• **Dataset records**
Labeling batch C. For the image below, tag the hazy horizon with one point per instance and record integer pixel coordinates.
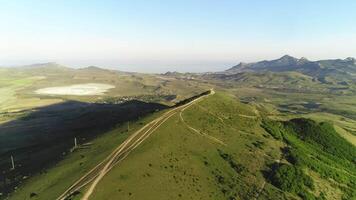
(194, 36)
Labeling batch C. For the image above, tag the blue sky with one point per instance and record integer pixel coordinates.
(157, 36)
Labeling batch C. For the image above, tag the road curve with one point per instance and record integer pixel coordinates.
(121, 152)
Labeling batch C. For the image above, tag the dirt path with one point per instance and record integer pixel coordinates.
(120, 153)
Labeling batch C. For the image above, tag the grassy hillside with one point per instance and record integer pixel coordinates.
(222, 159)
(318, 153)
(51, 182)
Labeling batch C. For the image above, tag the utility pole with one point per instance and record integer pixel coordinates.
(12, 163)
(75, 142)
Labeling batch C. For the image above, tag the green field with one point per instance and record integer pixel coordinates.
(243, 142)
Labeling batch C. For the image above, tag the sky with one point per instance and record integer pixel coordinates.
(158, 36)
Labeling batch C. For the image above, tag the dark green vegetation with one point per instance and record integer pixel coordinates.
(223, 162)
(292, 179)
(313, 147)
(40, 138)
(280, 129)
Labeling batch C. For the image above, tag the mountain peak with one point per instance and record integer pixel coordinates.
(288, 57)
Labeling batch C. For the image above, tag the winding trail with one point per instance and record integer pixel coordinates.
(94, 176)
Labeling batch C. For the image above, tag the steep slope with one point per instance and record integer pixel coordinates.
(335, 70)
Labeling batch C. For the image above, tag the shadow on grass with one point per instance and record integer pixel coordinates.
(39, 139)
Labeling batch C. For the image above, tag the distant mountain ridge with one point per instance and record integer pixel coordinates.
(337, 68)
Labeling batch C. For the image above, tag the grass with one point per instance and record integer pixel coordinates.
(318, 149)
(50, 183)
(176, 163)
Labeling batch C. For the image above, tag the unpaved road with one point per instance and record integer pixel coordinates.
(94, 176)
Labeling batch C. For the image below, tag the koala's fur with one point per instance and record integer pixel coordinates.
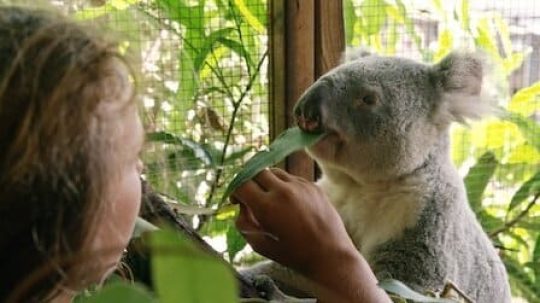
(386, 167)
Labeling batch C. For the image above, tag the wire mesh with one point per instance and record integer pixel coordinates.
(202, 85)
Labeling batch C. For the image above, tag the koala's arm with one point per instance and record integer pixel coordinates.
(290, 220)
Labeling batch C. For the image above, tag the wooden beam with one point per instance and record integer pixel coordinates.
(307, 39)
(329, 36)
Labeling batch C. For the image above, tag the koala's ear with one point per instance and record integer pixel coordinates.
(458, 78)
(351, 54)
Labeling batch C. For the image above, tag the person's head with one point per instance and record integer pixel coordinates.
(69, 170)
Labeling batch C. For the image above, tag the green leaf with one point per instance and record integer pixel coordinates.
(110, 7)
(350, 20)
(520, 281)
(446, 44)
(291, 140)
(478, 178)
(235, 242)
(373, 14)
(184, 273)
(210, 41)
(526, 101)
(525, 191)
(409, 24)
(536, 261)
(119, 292)
(249, 17)
(230, 159)
(529, 128)
(485, 38)
(398, 288)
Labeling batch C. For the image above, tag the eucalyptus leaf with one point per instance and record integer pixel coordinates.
(529, 128)
(184, 273)
(291, 140)
(398, 288)
(536, 261)
(235, 242)
(524, 191)
(478, 178)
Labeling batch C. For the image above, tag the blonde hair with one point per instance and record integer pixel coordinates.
(55, 159)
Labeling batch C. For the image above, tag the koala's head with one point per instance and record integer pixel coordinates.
(385, 116)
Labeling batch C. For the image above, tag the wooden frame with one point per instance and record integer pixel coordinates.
(306, 40)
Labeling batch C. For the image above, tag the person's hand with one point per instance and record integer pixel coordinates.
(291, 221)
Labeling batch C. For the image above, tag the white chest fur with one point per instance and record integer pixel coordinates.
(378, 212)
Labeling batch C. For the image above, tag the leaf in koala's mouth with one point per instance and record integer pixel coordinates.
(291, 140)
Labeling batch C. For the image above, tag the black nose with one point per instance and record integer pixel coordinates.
(308, 111)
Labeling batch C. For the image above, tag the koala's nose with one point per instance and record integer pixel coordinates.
(308, 112)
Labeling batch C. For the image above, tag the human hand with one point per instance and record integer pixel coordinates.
(290, 220)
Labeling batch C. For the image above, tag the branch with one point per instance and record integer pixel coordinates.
(518, 218)
(236, 108)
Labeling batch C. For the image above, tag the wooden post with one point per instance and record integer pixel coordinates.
(307, 39)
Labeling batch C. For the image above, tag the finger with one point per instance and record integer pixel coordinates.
(282, 175)
(246, 220)
(268, 180)
(263, 243)
(248, 191)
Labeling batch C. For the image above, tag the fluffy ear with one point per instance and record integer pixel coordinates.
(458, 77)
(352, 54)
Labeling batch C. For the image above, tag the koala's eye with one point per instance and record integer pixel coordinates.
(369, 99)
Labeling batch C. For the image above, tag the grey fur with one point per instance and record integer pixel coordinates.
(388, 172)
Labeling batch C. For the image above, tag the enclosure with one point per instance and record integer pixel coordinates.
(218, 80)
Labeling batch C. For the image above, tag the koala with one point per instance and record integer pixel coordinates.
(387, 170)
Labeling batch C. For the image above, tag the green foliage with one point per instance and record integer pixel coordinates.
(182, 273)
(213, 53)
(400, 289)
(501, 155)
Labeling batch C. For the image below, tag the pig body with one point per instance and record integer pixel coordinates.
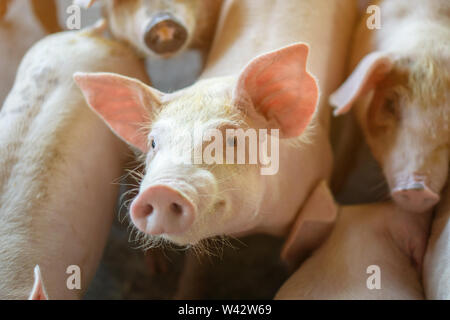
(400, 89)
(44, 10)
(58, 165)
(162, 28)
(436, 272)
(364, 243)
(235, 199)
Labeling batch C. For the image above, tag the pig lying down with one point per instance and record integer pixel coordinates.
(161, 28)
(185, 203)
(400, 92)
(58, 165)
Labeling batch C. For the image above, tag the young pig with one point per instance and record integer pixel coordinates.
(364, 248)
(436, 272)
(183, 202)
(164, 27)
(58, 165)
(401, 93)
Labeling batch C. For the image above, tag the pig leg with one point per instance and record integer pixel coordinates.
(436, 272)
(47, 14)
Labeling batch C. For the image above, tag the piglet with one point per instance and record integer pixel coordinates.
(400, 91)
(375, 251)
(46, 12)
(59, 168)
(161, 28)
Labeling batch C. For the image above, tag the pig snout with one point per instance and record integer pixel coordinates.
(416, 196)
(165, 35)
(162, 210)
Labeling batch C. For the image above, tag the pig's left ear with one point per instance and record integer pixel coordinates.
(372, 69)
(278, 87)
(38, 292)
(125, 104)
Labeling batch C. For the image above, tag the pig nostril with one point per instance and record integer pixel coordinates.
(176, 208)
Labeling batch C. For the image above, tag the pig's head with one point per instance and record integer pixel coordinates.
(159, 27)
(184, 200)
(402, 104)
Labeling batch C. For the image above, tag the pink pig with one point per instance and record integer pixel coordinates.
(184, 203)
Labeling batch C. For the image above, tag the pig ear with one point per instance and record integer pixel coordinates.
(85, 4)
(123, 103)
(312, 227)
(278, 87)
(38, 292)
(372, 69)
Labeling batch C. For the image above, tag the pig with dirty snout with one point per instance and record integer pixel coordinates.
(375, 251)
(184, 202)
(163, 27)
(400, 92)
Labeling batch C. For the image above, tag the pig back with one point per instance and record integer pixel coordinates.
(58, 165)
(436, 271)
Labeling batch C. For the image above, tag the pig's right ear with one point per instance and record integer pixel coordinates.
(38, 292)
(372, 69)
(84, 3)
(125, 104)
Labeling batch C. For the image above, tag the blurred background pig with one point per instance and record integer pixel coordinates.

• **Work to do**
Write out every line of the material above word for word, leaving out the pictures.

• **The completed task**
Labeling batch C. For the image below, tag the hazy horizon with one point per instance and record integer pixel coordinates.
(194, 36)
Labeling batch C. For the image above, tag the blue sky with one point per instance and record integer pixel coordinates.
(157, 36)
Labeling batch C. For the image above, tag the road curve with one point per instance and record integer pixel coordinates.
(121, 152)
Labeling batch C. For the image above, tag the dirt path with one point per instance and record integer pixel coordinates.
(120, 153)
Labeling batch C. For the image above, tag the grassy hillside with one point per instance and record integer pixel coordinates.
(222, 159)
(318, 153)
(51, 182)
Labeling batch C. For the image above, tag the utility pole with one point per instance and record integer pixel coordinates.
(12, 163)
(75, 142)
Labeling batch C. For the image above, tag the green field with one point per instance and record integer pixel coordinates.
(243, 142)
Labeling batch C. For the image above, tag the sky with one point per instance and record integer pixel coordinates.
(158, 36)
Labeling batch C. For the image above, tag the dark green vegetation with one point per instance and record integer pixel coordinates.
(223, 162)
(292, 179)
(313, 147)
(40, 138)
(280, 129)
Labeling batch C. For the image above, tag the mountain peak with one point per instance and record integer pixel coordinates.
(288, 57)
Labeling batch C. For the image above, tag the winding trail with one point per instance and record integer pixel coordinates.
(94, 176)
Labeling batch C. For the image above, tag the steep slope with one point per instance and record integer pixel coordinates.
(335, 70)
Labeling batch C. For the image above, tag the shadow on grass with one point per instance and record integer pixel coordinates.
(39, 139)
Labeling batch C. For the image above, tag the distant mountain ridge with one point per instance and record integer pixel coordinates.
(337, 68)
Labeling batch C. For the image above, tag the grass with one point per instance and record integer pixel coordinates.
(318, 149)
(50, 183)
(176, 163)
Labeling batch C. For the image above, tag the unpaved road with one point per instance and record integer pixel coordinates.
(94, 176)
Labeling batch C. For the image below, tag the koala's fur with one point per instance and record integer pixel coordinates.
(386, 167)
Labeling batch C. For the image above, tag the wire mesh with one point per instance and record integer pixel coordinates.
(202, 85)
Labeling batch C. For the image above, tag the koala's arm with one point per instance and record integer pixel coordinates.
(290, 220)
Labeling batch C. For the image above, tag the wooden beam with one point per instance and record integer pixel coordinates.
(307, 39)
(329, 36)
Labeling batch C. For the image above, tag the koala's ear with one point per instance and record integer pixel coordinates.
(458, 78)
(351, 54)
Labeling batch C. For the image above, tag the person's head with one point per instance and record integer pixel coordinates.
(69, 170)
Labeling batch C. For the image above, tag the green leaf with one point per instance and record integer pixel coordinates.
(110, 7)
(350, 20)
(520, 281)
(446, 44)
(291, 140)
(478, 178)
(235, 242)
(373, 14)
(184, 273)
(210, 41)
(526, 101)
(525, 191)
(409, 24)
(536, 261)
(119, 292)
(249, 17)
(230, 159)
(529, 128)
(485, 38)
(398, 288)
Labeling batch C. For the image above, tag the eucalyptus leaf with one point per instance and record integer pixel coordinates.
(529, 128)
(184, 273)
(291, 140)
(398, 288)
(536, 261)
(235, 242)
(524, 191)
(478, 178)
Labeling batch C. For the image above, tag the blonde hair with one point per instance and record integer pixel coordinates.
(55, 159)
Labeling batch C. For the image above, tag the koala's head with one point per instance and record integer pixel coordinates.
(385, 116)
Labeling batch C. For the image above, tag the wooden frame with one point per instance and record integer pixel coordinates.
(306, 40)
Labeling batch C. For the image above, tag the person's hand with one point per instance and record integer pixel coordinates.
(291, 221)
Labeling batch C. For the image above, tag the white chest fur with one point per instance and record integer pixel coordinates.
(378, 212)
Labeling batch C. For the image above, tag the leaf in koala's mouth with one point per instance and record integer pixel coordinates.
(291, 140)
Labeling batch C. For the image above, tag the black nose with one point per instance and record integer pixel coordinates.
(308, 111)
Labeling batch C. For the image above, tag the koala's nose with one point per instance and record integer pixel coordinates.
(308, 112)
Labeling batch C. For the image above, tag the human hand with one point per instance and record integer pixel coordinates.
(290, 220)
Labeling batch C. For the image above, tag the branch with one point per instance and record integer pixel coordinates.
(518, 218)
(236, 108)
Labeling batch C. For the image above, tag the wooden post with one point per instance and record integer pixel coordinates.
(307, 39)
Labeling batch C. For the image above, tag the finger with one point per instance and record integer pixel coordinates.
(282, 175)
(246, 220)
(268, 180)
(263, 243)
(248, 191)
Labeling batch C. For the image above, tag the fluffy ear with one point per instance and record integer pixel coordinates.
(458, 77)
(352, 54)
Labeling batch C. For the image above, tag the koala's eye with one point per instance and record integer pixel coordinates.
(369, 99)
Labeling batch C. For the image above, tag the grey fur with one point per instance and record integer pixel coordinates.
(388, 172)
Labeling batch C. For the image above, tag the enclosure with one point per instance and record integer pixel coordinates.
(218, 80)
Labeling batch C. For the image above, tag the koala with one point per instance and record integer pixel coordinates.
(387, 170)
Labeling batch C. For the image above, tag the green foliage with one point per instance and record integer pixel coordinates.
(182, 273)
(213, 53)
(400, 289)
(501, 155)
Labeling batch C. For the image below, tag the pig body with one point per instance and record integer pixel coordinates.
(400, 89)
(44, 10)
(58, 165)
(162, 28)
(436, 272)
(364, 243)
(235, 199)
Labeling batch C. For the image above, tag the pig lying down with one point per instance and record integer pixel coordinates.
(161, 28)
(185, 203)
(400, 92)
(58, 165)
Labeling batch C. For the image above, tag the young pig with one point per instance and record integer pixel coordinates.
(364, 248)
(436, 272)
(183, 202)
(164, 27)
(58, 165)
(401, 93)
Labeling batch C. For the image above, tag the pig leg with one point per instance and record integer pixel coordinates.
(436, 272)
(47, 14)
Labeling batch C. For the image above, tag the piglet with one point per instance and record integer pixel coordinates.
(400, 91)
(375, 251)
(46, 12)
(59, 168)
(161, 28)
Labeling batch C. For the image above, tag the pig snout with one point per instance and record integer pixel coordinates.
(416, 196)
(165, 35)
(162, 210)
Labeling batch C. For the image above, tag the pig's left ear with one point per instance and record integer pixel coordinates.
(372, 69)
(278, 87)
(38, 292)
(125, 104)
Labeling batch C. For the image above, tag the pig nostril with one point per instance and record integer pixel coordinates.
(176, 208)
Labeling batch C. For the image above, tag the pig's head with one point per instance and record integer pixel coordinates.
(159, 27)
(184, 200)
(402, 104)
Labeling batch C. For the image above, tag the pink pig with one point per instance and record integer pixel coordinates.
(184, 203)
Labeling batch C. For the image above, tag the pig ear with one point per instance and record integer pixel coordinates.
(85, 4)
(123, 103)
(312, 227)
(278, 87)
(38, 292)
(372, 69)
Labeling batch C. For the image above, tag the pig with dirty snout with one point per instance and record integer pixel coordinates.
(375, 251)
(184, 202)
(163, 27)
(400, 92)
Labeling batch C. For the image above, tag the pig back with one point per instance and record integer pixel coordinates.
(58, 165)
(436, 271)
Labeling batch C. For the image above, tag the pig's right ear with one point per instance and record integer pixel coordinates.
(38, 292)
(372, 69)
(84, 3)
(125, 104)
Labeling batch C. For the image above, tag the blurred background pig with one point per instance and record integer pixel coordinates.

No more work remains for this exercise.